BEGIN

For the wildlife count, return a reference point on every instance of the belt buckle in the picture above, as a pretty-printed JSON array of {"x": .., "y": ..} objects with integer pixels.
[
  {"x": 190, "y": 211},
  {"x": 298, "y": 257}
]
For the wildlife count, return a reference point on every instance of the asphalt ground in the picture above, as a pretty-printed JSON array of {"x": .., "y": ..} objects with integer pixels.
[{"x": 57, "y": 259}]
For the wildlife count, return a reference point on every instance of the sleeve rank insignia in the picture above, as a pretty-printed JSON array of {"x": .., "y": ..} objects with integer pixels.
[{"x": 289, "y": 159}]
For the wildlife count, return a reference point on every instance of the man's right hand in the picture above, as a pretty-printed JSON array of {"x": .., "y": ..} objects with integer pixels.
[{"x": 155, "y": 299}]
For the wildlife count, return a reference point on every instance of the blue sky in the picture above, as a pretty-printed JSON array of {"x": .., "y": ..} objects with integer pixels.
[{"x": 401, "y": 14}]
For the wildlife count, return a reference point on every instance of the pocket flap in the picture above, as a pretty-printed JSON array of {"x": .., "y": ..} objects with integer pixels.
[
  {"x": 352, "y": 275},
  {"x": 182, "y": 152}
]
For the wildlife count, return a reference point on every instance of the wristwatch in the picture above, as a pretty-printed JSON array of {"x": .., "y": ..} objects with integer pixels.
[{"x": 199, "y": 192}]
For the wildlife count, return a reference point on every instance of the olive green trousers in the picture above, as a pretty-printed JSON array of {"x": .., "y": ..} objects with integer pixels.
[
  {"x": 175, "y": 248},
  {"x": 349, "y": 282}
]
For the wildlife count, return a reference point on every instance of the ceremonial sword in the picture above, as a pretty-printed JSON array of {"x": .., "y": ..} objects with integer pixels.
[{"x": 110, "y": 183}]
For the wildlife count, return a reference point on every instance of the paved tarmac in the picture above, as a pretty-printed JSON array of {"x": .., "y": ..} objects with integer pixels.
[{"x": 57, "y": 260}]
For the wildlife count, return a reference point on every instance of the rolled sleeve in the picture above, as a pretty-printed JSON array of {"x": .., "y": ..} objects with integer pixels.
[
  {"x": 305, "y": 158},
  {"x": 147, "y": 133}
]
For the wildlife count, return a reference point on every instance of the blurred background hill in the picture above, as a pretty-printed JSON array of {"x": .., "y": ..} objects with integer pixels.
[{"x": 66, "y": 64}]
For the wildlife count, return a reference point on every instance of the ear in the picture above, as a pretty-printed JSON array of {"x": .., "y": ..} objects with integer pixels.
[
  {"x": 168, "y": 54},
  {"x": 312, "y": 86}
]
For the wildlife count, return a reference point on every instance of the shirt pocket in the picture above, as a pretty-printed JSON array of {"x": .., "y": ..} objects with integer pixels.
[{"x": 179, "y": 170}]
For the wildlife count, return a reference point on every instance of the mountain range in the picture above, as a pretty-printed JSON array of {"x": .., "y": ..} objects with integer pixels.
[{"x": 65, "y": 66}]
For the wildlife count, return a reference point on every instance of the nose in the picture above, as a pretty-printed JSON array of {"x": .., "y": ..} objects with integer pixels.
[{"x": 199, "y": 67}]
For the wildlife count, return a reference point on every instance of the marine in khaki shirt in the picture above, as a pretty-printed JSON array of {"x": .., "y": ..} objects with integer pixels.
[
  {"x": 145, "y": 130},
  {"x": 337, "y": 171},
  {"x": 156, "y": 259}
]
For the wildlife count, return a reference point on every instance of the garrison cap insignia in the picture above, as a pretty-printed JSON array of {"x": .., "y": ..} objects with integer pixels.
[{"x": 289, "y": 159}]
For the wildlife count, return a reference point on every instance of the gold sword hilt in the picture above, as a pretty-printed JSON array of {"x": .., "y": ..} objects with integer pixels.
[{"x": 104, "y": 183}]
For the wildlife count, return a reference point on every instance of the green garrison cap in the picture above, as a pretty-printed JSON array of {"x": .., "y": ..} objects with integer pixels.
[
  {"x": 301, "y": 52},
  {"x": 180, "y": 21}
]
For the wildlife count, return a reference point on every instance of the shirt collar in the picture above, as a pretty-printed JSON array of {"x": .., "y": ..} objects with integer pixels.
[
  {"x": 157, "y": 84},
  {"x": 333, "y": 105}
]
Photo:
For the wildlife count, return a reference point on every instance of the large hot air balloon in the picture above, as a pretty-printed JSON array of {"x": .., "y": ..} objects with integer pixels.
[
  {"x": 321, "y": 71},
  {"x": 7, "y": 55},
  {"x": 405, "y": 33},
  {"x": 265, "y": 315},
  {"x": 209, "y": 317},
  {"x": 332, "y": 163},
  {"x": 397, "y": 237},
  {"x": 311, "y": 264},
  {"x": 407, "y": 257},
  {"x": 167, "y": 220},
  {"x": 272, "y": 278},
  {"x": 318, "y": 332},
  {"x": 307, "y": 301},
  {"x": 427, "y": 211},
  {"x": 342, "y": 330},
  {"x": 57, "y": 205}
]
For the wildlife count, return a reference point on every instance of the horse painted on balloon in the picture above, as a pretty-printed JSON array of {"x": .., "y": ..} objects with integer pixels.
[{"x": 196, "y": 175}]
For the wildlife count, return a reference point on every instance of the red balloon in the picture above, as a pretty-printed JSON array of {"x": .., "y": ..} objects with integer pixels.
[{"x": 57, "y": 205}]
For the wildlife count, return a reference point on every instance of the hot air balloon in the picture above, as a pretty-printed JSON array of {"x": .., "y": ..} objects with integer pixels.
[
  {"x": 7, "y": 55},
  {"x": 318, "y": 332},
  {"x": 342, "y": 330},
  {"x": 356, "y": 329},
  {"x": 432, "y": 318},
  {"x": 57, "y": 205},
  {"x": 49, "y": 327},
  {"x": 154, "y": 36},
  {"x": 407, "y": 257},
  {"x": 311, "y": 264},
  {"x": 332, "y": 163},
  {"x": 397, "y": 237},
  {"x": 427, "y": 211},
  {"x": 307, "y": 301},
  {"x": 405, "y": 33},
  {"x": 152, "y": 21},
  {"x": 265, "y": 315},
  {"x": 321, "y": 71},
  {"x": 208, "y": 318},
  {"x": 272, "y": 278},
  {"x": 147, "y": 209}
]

END

→ TASK TO CARRY OUT
No line before the one with "the hot air" belongs in the answer; copy that line and the rest of the records exactly.

→ TASK RESPONSE
For the wildlife count, return a reference point on every instance of the hot air balloon in the picture above, as a pretty-printed JSON array of {"x": .., "y": ..} objects with integer pixels.
[
  {"x": 7, "y": 55},
  {"x": 318, "y": 332},
  {"x": 342, "y": 330},
  {"x": 356, "y": 329},
  {"x": 432, "y": 318},
  {"x": 57, "y": 205},
  {"x": 49, "y": 327},
  {"x": 154, "y": 36},
  {"x": 407, "y": 257},
  {"x": 311, "y": 264},
  {"x": 332, "y": 163},
  {"x": 397, "y": 237},
  {"x": 427, "y": 211},
  {"x": 307, "y": 301},
  {"x": 405, "y": 33},
  {"x": 152, "y": 21},
  {"x": 265, "y": 315},
  {"x": 321, "y": 71},
  {"x": 208, "y": 318},
  {"x": 272, "y": 278},
  {"x": 147, "y": 209}
]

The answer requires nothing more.